[Entries taken from a collection]
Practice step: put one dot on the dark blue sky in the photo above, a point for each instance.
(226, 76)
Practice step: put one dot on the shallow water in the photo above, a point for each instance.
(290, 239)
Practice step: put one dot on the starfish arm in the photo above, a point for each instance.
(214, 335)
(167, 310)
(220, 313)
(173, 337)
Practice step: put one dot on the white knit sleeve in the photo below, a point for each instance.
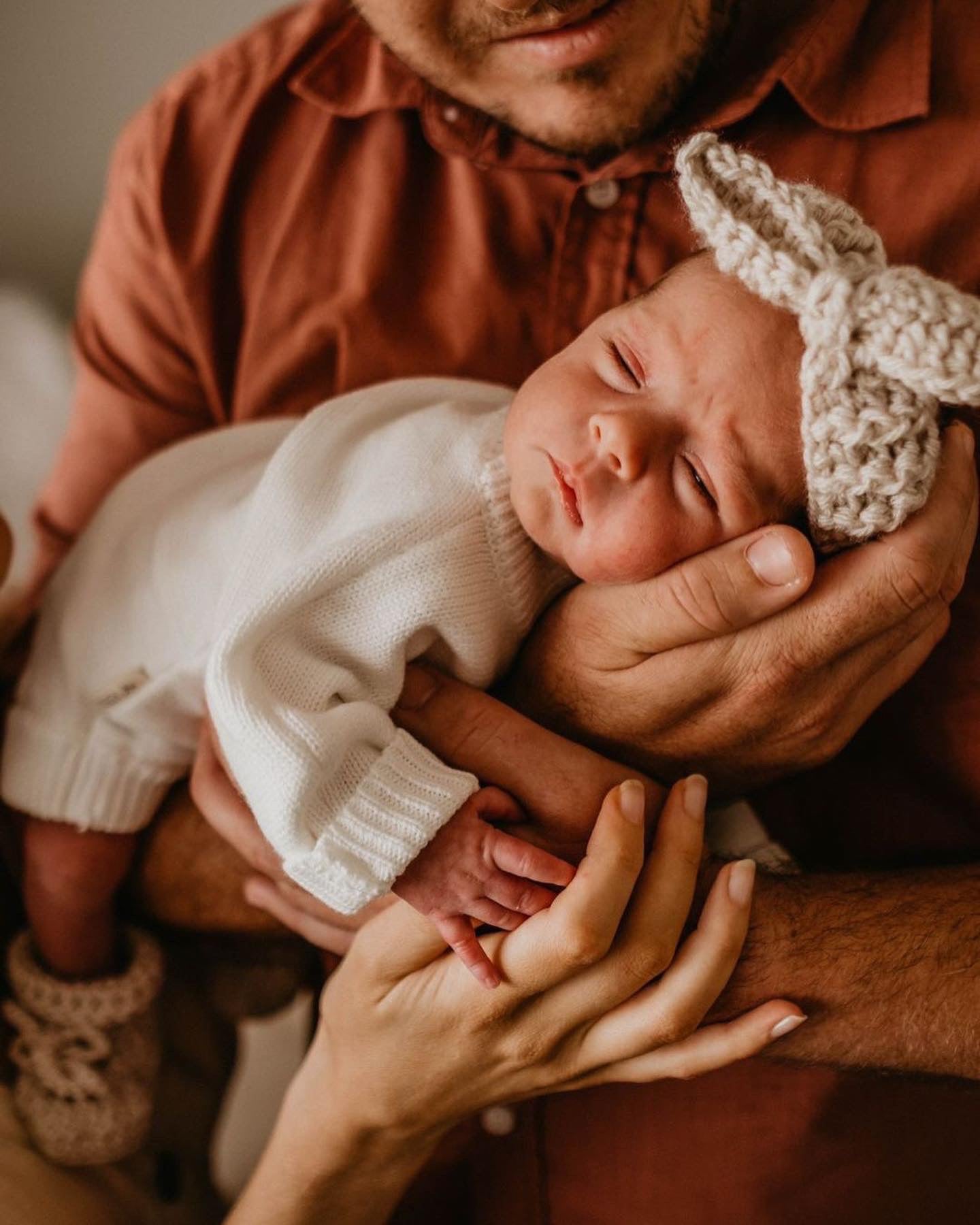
(346, 798)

:: Exercise description ::
Take the line containing "Practice step: put one dot on the starfish" and every line after it up to the end of the data, and write them out exactly, without the pictures.

:: Reply ::
Practice step: put one dot on the starfish arm in the photo above, a point for each instance.
(214, 335)
(167, 310)
(220, 313)
(173, 337)
Practice step: put one dot on the white knit sleeve in the photo below, a point for each instance.
(346, 798)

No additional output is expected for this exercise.